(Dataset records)
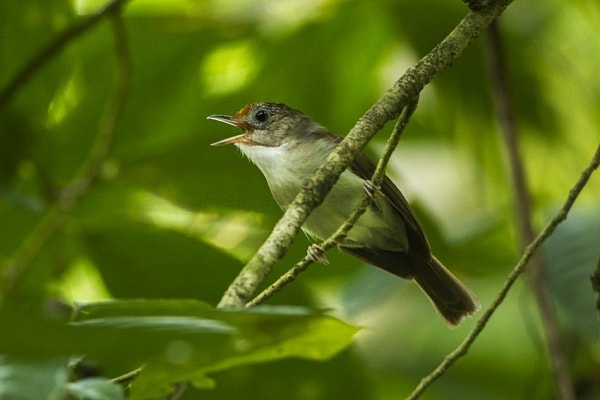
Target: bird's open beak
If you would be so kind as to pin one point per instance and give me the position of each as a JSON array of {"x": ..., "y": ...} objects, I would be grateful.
[{"x": 230, "y": 120}]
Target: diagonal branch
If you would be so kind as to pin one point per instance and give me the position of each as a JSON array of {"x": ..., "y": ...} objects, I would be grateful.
[
  {"x": 18, "y": 265},
  {"x": 529, "y": 252},
  {"x": 343, "y": 230},
  {"x": 54, "y": 47},
  {"x": 385, "y": 109},
  {"x": 538, "y": 280}
]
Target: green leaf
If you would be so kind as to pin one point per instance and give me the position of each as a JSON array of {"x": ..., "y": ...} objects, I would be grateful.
[
  {"x": 95, "y": 389},
  {"x": 174, "y": 340}
]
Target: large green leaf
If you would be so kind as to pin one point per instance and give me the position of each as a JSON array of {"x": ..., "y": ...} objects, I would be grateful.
[{"x": 173, "y": 341}]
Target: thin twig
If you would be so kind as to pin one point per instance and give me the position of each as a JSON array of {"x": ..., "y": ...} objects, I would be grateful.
[
  {"x": 539, "y": 283},
  {"x": 385, "y": 109},
  {"x": 342, "y": 231},
  {"x": 530, "y": 250},
  {"x": 54, "y": 47},
  {"x": 22, "y": 258}
]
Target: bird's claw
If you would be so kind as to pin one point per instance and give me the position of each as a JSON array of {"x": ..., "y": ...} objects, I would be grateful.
[{"x": 316, "y": 254}]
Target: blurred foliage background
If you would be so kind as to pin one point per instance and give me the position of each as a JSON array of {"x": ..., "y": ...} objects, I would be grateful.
[{"x": 173, "y": 218}]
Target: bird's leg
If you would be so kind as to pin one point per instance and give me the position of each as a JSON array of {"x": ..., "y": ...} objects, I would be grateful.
[{"x": 317, "y": 254}]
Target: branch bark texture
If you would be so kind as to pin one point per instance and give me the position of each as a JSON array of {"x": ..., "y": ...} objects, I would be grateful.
[{"x": 385, "y": 109}]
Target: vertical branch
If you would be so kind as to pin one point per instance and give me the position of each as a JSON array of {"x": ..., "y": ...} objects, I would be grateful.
[
  {"x": 538, "y": 281},
  {"x": 21, "y": 260},
  {"x": 528, "y": 253}
]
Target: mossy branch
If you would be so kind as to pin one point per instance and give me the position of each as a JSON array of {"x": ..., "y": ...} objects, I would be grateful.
[{"x": 385, "y": 109}]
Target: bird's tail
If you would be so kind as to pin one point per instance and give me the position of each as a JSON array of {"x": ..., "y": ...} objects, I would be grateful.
[{"x": 451, "y": 297}]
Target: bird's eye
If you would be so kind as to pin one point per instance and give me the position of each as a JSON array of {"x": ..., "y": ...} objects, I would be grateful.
[{"x": 261, "y": 115}]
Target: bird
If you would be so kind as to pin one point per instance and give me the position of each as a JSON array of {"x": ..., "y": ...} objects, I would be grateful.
[{"x": 288, "y": 147}]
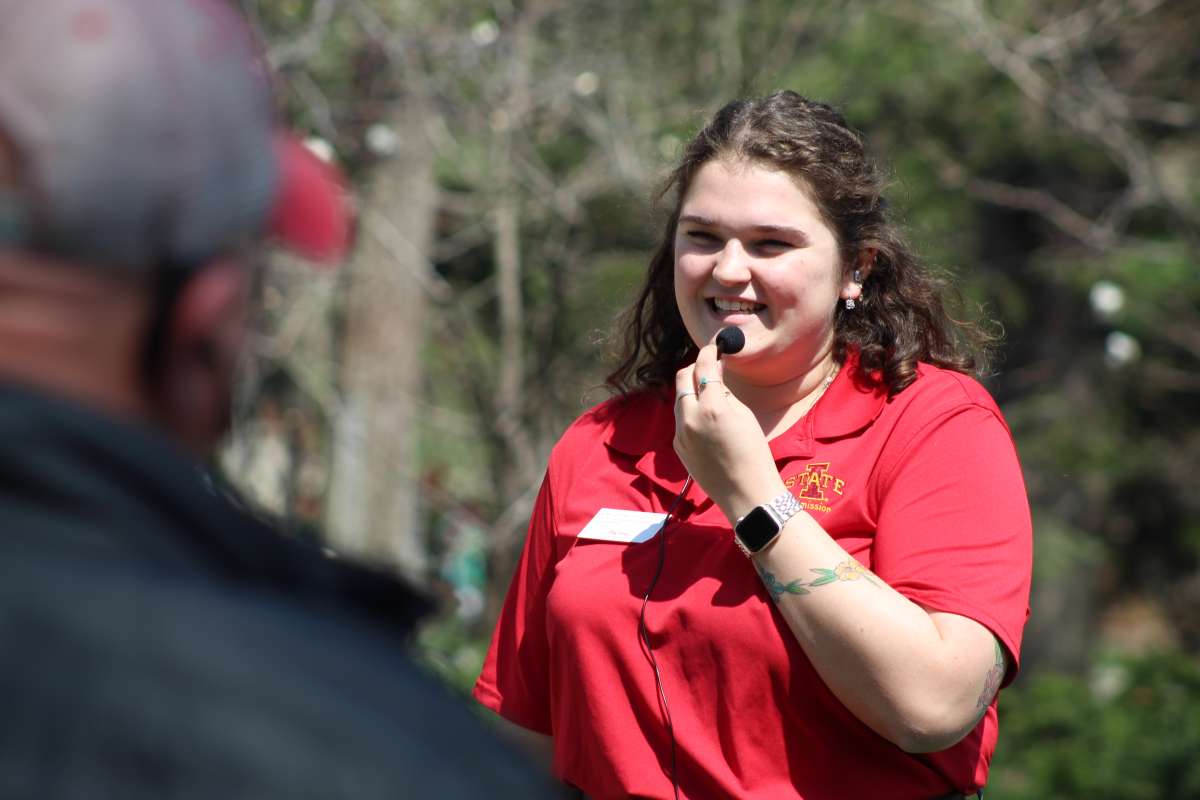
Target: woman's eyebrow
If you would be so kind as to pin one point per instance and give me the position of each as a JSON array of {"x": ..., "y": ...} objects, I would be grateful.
[{"x": 778, "y": 230}]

** Aim of the exercise **
Reproduce the data above without a single change, please, but without its pictures.

** Result of this exercise **
Target: bird's open beak
If you would be so kind as to pin one point per instance and give me the position of each as a JSON array of {"x": ..., "y": ...} objects, I would be grateful.
[{"x": 230, "y": 120}]
Target: diagonal branch
If you would be so kind as to pin one point per instance and give me the position of each as a JSON array of {"x": ..., "y": ...} objects, I would be grateful.
[
  {"x": 18, "y": 265},
  {"x": 529, "y": 252},
  {"x": 343, "y": 230},
  {"x": 54, "y": 47},
  {"x": 385, "y": 109},
  {"x": 538, "y": 280}
]
Target: green leaf
If you would be so kind as to pin one point per instance and give me the position of each as a JSON array of {"x": ..., "y": ...} objects, I would be grateful.
[
  {"x": 95, "y": 389},
  {"x": 174, "y": 340}
]
Target: large green leaf
If you would be so kind as to pin one point per instance and give me the position of each as a JSON array of {"x": ..., "y": ...} objects, I would be grateful.
[{"x": 173, "y": 341}]
Target: thin twig
If you would be so kind as to pin one point per instance and give me the position of each as a JSON array of {"x": ..., "y": ...} objects, I would be grateful.
[
  {"x": 539, "y": 283},
  {"x": 385, "y": 109},
  {"x": 342, "y": 231},
  {"x": 530, "y": 250},
  {"x": 54, "y": 47},
  {"x": 22, "y": 258}
]
Target: bird's claw
If you would be so kind as to pin one point per instance and give me the position of each as a JSON array of {"x": ..., "y": ...} objects, I would be grateful.
[{"x": 316, "y": 254}]
Target: blurred foliage background
If you would be so kind as to pin one point per instance and give me the position of each as a JSON array of {"x": ..., "y": ...} objects, I would be grateful.
[{"x": 173, "y": 218}]
Target: bird's leg
If you would be so kind as to pin one point per instance and give me the position of each as a JSON array of {"x": ..., "y": ...} objects, I would be grateful.
[{"x": 317, "y": 254}]
Target: branch bark texture
If you would be so kind as to pin one point per instance and give me the position of each as a JSON array of {"x": ..., "y": ...} objects, I would be grateful.
[{"x": 385, "y": 109}]
Target: vertical branch
If you would be so kind as to pin one point per instance and give me the position of each as a JSON array of {"x": ..., "y": ...} objects, I would be grateful.
[
  {"x": 538, "y": 281},
  {"x": 21, "y": 260},
  {"x": 528, "y": 253}
]
Target: mossy branch
If you would be so kind as to pin one point per instance and give me the position of each as a JSON array of {"x": ..., "y": ...} objects, I would be grateful.
[{"x": 385, "y": 109}]
Target: bird's tail
If you would be so kind as to pin one point per instance and give me the position of each as a JSON array of {"x": ..., "y": ...} objects, I would be grateful.
[{"x": 451, "y": 297}]
Target: bird's eye
If you would be so kind as to pin one point per instance and give me the position of each as a JSON array of {"x": ..., "y": ...} objects, I would be grateful.
[{"x": 261, "y": 115}]
Target: bird
If you would be so kind as to pin one point per instance and give me the position of each as a JSON array of {"x": ..., "y": ...} objects, I would be grateful.
[{"x": 288, "y": 147}]
Target: woman's eyebrow
If you would be so kind as to pin one point per instance and give me the position of each as a JSON array of {"x": ..., "y": ...} objects, I would be grateful.
[{"x": 778, "y": 230}]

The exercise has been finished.